From the entries below, gather each line containing the word "instance".

-------- Extracted records

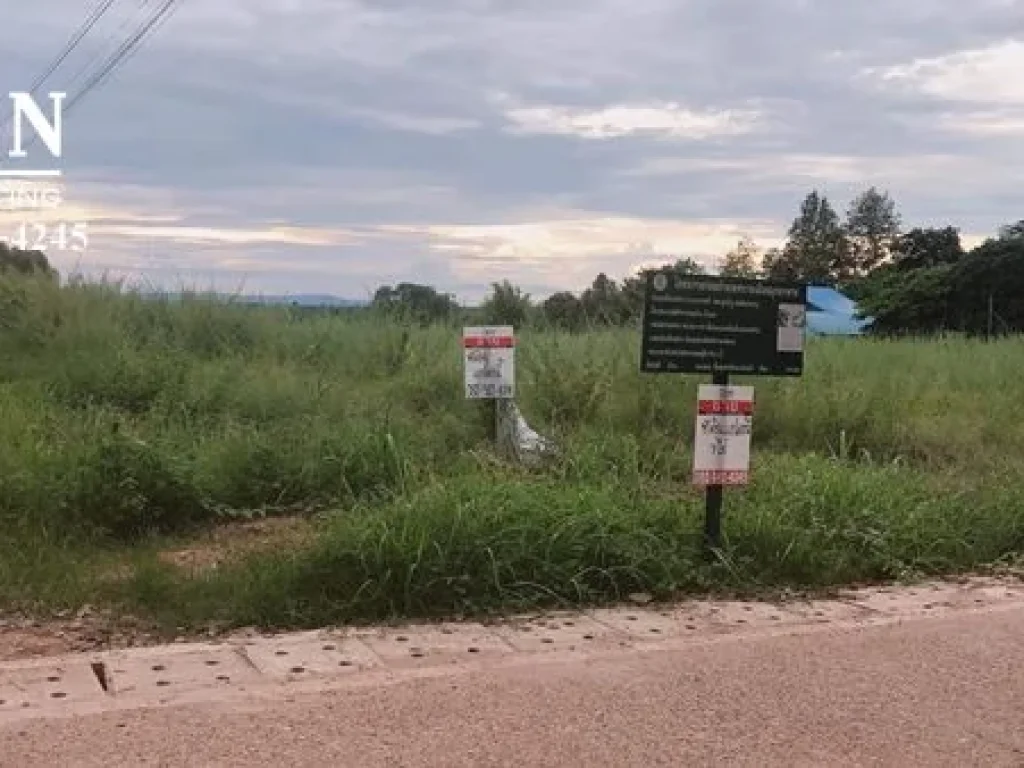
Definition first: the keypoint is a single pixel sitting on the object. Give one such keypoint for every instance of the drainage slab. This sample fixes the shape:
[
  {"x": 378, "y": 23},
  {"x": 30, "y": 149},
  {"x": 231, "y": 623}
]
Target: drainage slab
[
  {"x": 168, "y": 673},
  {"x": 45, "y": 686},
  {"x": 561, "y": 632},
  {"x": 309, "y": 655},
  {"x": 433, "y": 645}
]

----------------
-------- Extracted records

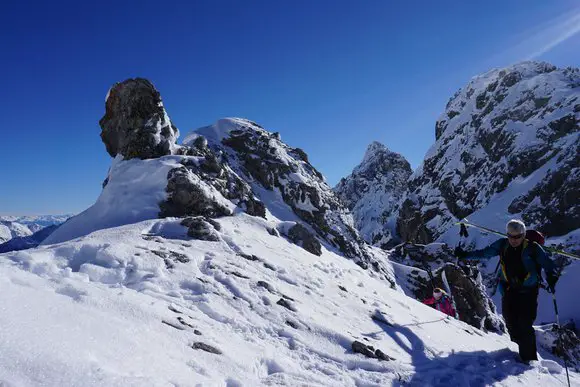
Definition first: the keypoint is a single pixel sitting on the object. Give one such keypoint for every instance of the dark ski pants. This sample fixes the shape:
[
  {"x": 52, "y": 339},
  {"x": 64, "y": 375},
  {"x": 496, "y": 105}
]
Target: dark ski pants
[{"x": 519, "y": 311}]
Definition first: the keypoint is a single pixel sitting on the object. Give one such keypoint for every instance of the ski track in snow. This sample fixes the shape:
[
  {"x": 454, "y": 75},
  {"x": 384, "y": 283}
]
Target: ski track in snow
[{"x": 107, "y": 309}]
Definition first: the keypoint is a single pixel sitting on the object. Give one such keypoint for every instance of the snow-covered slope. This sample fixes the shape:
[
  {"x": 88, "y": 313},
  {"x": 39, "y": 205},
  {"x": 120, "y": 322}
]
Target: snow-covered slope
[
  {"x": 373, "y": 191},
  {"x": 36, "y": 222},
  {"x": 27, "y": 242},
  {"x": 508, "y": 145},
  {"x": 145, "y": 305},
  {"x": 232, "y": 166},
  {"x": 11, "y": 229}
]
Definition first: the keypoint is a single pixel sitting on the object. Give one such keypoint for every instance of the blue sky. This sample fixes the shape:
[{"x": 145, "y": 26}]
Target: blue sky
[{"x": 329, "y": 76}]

----------------

→ Result
Definition first: the keypoint is a single pixel sitting on the object. Give one such keypoint for every instance of the drainage slab. This sample fixes the shape:
Definition first: the keypoint is a single pixel sitting on the object. Give one such keypoint for every instance of the dark ski pants. This sample fixes the shape:
Definition first: the keypoint is a single pixel sitting on the object. Give one such keypoint for every instance of the ski track in snow. This sample fixes the shape:
Definition first: the keypoint is a single pixel sitting on the object. Give one such keypoint for every instance of the snow-covered slope. This sample fixes the shape:
Definition first: the keypoint is a single pixel sitting on the object. Give one such keypoint for every instance of the blue sky. This sample fixes the shape:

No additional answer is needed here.